Dataset records:
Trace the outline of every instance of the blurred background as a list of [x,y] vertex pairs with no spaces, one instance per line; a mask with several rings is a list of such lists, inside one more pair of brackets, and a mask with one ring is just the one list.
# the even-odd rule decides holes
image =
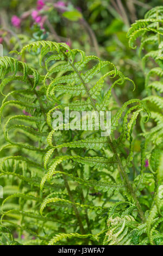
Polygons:
[[0,43],[8,55],[34,40],[65,42],[111,61],[139,85],[134,93],[128,87],[122,91],[116,88],[120,106],[121,101],[143,97],[141,62],[129,47],[126,33],[136,20],[162,3],[162,0],[1,0]]

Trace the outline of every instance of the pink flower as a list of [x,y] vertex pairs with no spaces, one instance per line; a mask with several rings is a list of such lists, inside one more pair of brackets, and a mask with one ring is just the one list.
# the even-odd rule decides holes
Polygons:
[[39,12],[36,11],[36,10],[34,10],[34,11],[32,11],[32,17],[33,17],[33,20],[35,20],[35,19],[39,15]]
[[24,114],[24,115],[29,115],[29,117],[31,117],[31,116],[32,116],[31,114],[30,114],[30,113],[26,112],[26,111],[24,109],[23,110],[23,113]]
[[37,16],[37,17],[36,17],[36,19],[35,19],[35,21],[36,23],[41,22],[41,16]]
[[57,2],[56,4],[60,7],[65,7],[66,6],[65,3],[63,1],[58,1]]
[[34,11],[33,11],[31,15],[32,15],[33,19],[35,21],[35,22],[36,23],[39,23],[40,25],[41,28],[43,29],[43,22],[45,21],[43,17],[42,19],[41,16],[39,15],[38,11],[36,10],[34,10]]
[[80,11],[80,13],[82,12],[82,9],[80,7],[77,6],[77,7],[76,7],[76,9],[78,10],[78,11]]
[[12,16],[11,18],[11,23],[14,27],[19,28],[21,24],[21,19],[16,15]]
[[37,9],[41,10],[45,5],[44,0],[38,0],[37,2]]
[[149,166],[149,163],[148,163],[148,159],[147,159],[147,160],[146,160],[145,163],[145,163],[145,167],[148,167],[148,166]]
[[[68,45],[68,46],[69,46],[70,47],[71,47],[71,44],[70,42],[66,42],[66,44],[67,45]],[[68,50],[66,50],[66,52],[68,52]]]

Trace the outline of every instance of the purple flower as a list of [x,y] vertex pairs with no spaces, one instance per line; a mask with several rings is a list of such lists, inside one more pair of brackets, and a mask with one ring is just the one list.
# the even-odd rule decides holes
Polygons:
[[82,12],[82,9],[80,7],[77,6],[77,7],[76,7],[76,9],[78,10],[78,11],[80,11],[80,13]]
[[40,25],[41,28],[43,29],[43,22],[45,21],[43,20],[43,19],[42,19],[41,16],[39,15],[38,11],[34,10],[32,13],[31,15],[32,15],[32,17],[33,17],[33,19],[35,21],[35,22],[36,23],[39,23]]
[[23,113],[24,114],[26,115],[29,115],[29,117],[31,117],[31,114],[30,113],[27,112],[24,109],[23,110]]
[[36,23],[40,23],[41,21],[41,16],[37,16],[37,17],[36,17],[36,19],[35,19],[35,21]]
[[148,160],[148,159],[146,159],[146,162],[145,162],[145,167],[148,167],[148,166],[149,166]]
[[32,11],[32,17],[33,17],[33,20],[35,20],[35,19],[39,15],[39,12],[36,11],[36,10],[34,10],[34,11]]
[[11,23],[14,27],[19,28],[21,24],[21,19],[16,15],[12,16],[11,18]]
[[[67,41],[67,42],[66,42],[66,45],[68,45],[68,46],[69,46],[70,47],[71,47],[71,44],[70,42],[68,42],[68,41]],[[66,50],[66,52],[68,52],[68,50]]]
[[65,3],[64,3],[63,1],[58,1],[58,2],[57,2],[56,4],[59,7],[65,7],[65,6],[66,6]]
[[14,238],[17,238],[18,237],[17,233],[16,232],[16,231],[14,231],[14,233],[13,234],[13,236],[14,236]]
[[38,0],[37,2],[37,9],[41,10],[45,5],[44,0]]

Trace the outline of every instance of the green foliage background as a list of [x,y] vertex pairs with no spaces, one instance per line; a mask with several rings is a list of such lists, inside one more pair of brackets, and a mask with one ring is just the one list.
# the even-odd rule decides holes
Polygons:
[[[43,29],[36,2],[0,4],[1,244],[162,245],[162,1],[47,1]],[[111,136],[54,131],[65,106]]]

■ **GIVEN INSTRUCTION**: Give the data from the line containing "Trace the outline of every instance of the green" through the end of the data, inclusive, as a two-column CSV with the columns instruction and output. Use one row for each instruction with its answer, and put each in a single quoted field with line breaks replaced by spaces.

■ **TASK RESULT**:
instruction,output
"Trace the outline of every instance of the green foliage background as a list of [x,y] vertex pairs with no spaces, one instance per line; a mask with several rings is a list of such lists, inside one more pair of brackets, and a mask with one ring is just the one list. # the even-odd rule decides holes Polygons:","[[[43,29],[36,2],[0,4],[1,244],[162,245],[162,1],[47,1]],[[111,136],[54,131],[65,106]]]"